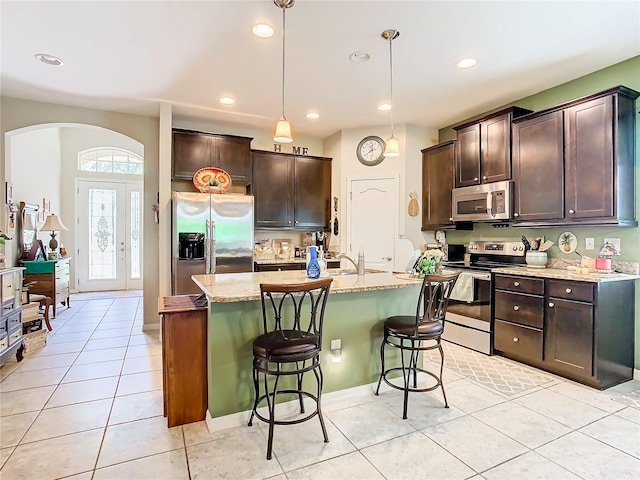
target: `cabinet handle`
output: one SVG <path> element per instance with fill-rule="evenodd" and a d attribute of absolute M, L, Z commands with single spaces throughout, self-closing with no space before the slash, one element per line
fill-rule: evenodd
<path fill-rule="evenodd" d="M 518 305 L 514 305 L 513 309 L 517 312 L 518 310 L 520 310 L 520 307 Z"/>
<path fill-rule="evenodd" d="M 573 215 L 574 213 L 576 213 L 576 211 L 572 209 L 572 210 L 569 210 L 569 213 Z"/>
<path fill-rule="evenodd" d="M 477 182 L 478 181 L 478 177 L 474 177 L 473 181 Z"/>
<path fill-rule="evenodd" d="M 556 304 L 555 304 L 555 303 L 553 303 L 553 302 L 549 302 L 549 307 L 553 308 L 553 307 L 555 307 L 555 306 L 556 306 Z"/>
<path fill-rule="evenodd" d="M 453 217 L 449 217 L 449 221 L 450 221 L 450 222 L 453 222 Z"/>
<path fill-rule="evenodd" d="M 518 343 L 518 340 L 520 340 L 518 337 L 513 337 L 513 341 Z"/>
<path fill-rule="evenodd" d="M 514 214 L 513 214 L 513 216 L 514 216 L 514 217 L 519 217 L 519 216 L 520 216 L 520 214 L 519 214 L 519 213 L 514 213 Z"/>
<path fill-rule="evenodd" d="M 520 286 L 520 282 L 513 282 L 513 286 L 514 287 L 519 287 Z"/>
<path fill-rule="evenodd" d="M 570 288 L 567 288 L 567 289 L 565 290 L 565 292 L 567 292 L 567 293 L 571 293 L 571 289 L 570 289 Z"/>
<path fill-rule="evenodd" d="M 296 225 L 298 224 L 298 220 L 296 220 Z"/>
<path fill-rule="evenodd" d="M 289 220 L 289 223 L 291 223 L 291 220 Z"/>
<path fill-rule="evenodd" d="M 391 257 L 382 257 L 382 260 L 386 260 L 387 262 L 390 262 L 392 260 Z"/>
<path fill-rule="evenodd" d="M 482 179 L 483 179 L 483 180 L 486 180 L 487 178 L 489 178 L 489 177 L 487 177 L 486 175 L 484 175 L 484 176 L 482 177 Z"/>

^^^^

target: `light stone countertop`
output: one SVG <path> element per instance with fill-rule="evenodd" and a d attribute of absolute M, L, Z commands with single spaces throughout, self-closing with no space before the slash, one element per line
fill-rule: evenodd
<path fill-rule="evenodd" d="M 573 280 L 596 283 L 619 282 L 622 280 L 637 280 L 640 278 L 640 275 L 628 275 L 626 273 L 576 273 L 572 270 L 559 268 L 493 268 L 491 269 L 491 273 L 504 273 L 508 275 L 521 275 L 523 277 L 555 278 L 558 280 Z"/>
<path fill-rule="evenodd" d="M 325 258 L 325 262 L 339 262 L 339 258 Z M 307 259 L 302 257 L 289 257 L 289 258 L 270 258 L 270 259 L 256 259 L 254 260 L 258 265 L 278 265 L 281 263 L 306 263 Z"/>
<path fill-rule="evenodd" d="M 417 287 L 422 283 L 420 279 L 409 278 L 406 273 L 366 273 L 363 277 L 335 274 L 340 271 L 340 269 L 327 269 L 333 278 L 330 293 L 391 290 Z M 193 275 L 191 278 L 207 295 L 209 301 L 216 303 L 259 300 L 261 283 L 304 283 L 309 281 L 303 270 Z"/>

^^^^

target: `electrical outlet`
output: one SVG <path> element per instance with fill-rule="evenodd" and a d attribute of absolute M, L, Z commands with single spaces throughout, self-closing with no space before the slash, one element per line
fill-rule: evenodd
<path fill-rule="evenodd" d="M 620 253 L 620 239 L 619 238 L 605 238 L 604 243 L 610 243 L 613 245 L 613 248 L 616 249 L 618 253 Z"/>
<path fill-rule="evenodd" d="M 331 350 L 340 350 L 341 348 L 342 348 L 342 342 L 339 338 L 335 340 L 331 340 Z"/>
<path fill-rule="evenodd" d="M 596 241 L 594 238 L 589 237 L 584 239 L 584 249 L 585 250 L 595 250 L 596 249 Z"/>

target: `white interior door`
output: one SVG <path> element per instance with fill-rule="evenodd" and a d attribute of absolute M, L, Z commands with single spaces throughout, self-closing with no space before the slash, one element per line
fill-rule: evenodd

^^^^

Your objective:
All lines above in which the word "target" occurs should be identified and copied.

Task result:
target: `cabinet handle`
target: `light stone countertop`
target: `electrical outlet`
target: `white interior door`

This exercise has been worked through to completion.